** EXTRACT **
::::
Finetune GPT-OSS models 🔥
#33
by
hiyouga
- opened
We use LlamaFactory to perform LoRA fine-tuning on the GPT-OSS model. You can reproduce our experiment using the following steps.
1. Install LlamaFactory and latest Transformers
git clone --depth 1 https://github.com/hiyouga/LLaMA-Factory.git
cd LLaMA-Factory
pip install -e ".[torch,metrics]" --no-build-isolation
pip install "transformers==4.55.0"
2. Train GPT-OSS on a single GPU (> 44GB) (multi-GPU is also supported)
llamafactory-cli train examples/train_lora/gpt_lora_sft.yaml
3. Merge the LoRA weight into the base model
llamafactory-cli export --model_name_or_path openai/gpt-oss-20b --adapter_name_or_path saves/gpt-20b/lora/sft --export_dir gpt_merged
(Optional) Chat with the fine-tuned model
llamafactory-cli chat --model_name_or_path gpt_merged --template gpt --skip_special_tokens False
You can fine the loss trajectory in the checkpoint folder:
The no-code web UI also supports GPT finetuning: https://huggingface.co/spaces/hiyouga/LLaMA-Board
hiyouga
changed discussion title from
Fine-tuning GPT-OSS
to Finetune GPT-OSS models
hiyouga
changed discussion title from
Finetune GPT-OSS models
to Finetune GPT-OSS models 🔥
I don't think fine tuning can save this model. It's up there with Gemma3 (before abliteration), LFM2 1.2B, and Phi-3.
::::
** GIVEN DATA **
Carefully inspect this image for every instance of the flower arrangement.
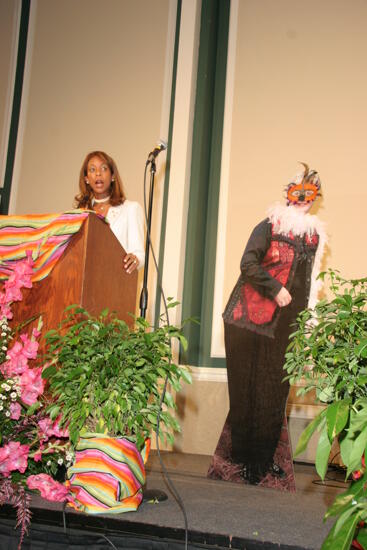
::::
** TASK **
Quote the stretch of the GPT-OSS fine-tuning thread from "1. Install LlamaFactory" through "is also supported)", word for word.

** REPLY TO THE TASK **
1. Install LlamaFactory and latest Transformers
git clone --depth 1 https://github.com/hiyouga/LLaMA-Factory.git
cd LLaMA-Factory
pip install -e ".[torch,metrics]" --no-build-isolation
pip install "transformers==4.55.0"
2. Train GPT-OSS on a single GPU (> 44GB) (multi-GPU is also supported)